_Collection entries_
======

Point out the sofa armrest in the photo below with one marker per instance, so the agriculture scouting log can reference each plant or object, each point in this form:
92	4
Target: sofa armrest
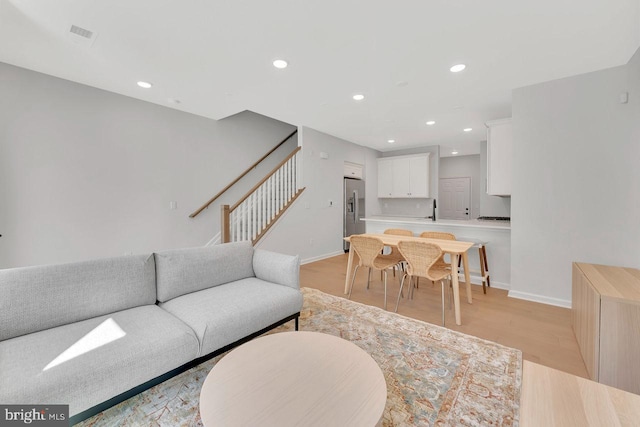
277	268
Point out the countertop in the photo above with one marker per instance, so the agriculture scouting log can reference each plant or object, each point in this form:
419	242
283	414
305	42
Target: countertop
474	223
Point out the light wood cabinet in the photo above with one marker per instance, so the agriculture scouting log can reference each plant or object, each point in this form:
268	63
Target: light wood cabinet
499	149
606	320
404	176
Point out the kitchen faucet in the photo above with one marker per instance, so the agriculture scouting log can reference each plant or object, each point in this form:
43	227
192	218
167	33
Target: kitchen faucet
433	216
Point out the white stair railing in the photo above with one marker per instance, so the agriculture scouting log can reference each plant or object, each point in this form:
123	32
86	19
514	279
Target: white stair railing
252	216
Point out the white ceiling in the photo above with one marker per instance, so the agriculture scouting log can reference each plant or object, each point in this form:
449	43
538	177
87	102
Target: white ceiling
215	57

======

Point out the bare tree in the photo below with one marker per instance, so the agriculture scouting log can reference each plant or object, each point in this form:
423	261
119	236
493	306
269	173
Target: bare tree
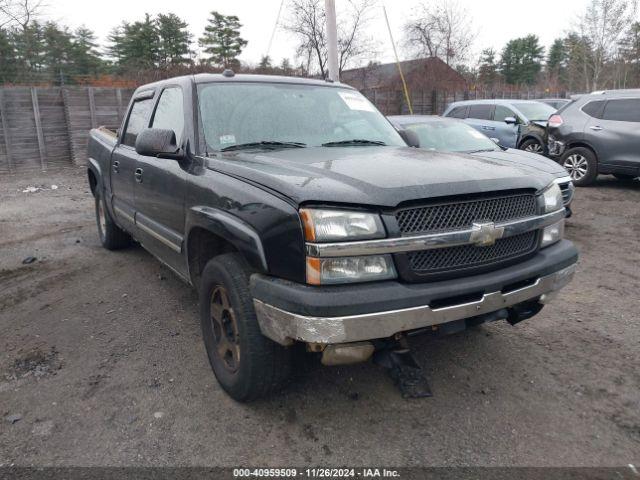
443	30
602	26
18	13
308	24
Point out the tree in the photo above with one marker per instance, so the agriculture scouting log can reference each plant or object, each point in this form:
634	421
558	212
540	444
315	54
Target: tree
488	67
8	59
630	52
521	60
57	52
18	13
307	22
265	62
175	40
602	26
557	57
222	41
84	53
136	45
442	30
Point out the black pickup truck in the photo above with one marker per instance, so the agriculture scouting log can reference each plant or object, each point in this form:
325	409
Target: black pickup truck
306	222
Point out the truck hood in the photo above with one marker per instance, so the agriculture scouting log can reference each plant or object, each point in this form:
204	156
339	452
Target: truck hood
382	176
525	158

======

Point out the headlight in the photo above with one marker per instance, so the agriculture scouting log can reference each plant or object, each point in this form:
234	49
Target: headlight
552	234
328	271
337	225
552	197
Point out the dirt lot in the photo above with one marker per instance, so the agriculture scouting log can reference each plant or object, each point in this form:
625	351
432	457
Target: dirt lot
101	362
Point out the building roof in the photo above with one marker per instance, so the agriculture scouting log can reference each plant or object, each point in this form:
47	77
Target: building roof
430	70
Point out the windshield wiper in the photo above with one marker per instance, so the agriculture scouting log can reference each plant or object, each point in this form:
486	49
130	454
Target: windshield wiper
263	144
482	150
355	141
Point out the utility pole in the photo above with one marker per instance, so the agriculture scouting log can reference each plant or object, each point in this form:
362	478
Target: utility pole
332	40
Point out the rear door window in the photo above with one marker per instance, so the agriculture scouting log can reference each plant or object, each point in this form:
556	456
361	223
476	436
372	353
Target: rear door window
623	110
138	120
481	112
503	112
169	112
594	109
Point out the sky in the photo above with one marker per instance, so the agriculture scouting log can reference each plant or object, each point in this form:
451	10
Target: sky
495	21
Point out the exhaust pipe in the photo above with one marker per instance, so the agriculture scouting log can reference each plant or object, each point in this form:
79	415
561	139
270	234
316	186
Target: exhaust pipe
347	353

======

_Exercise task_
Give the number of lines in the listing above that contain the string "rear", counting only matches with the same letter case, and give nothing but that number.

_Exercise response_
2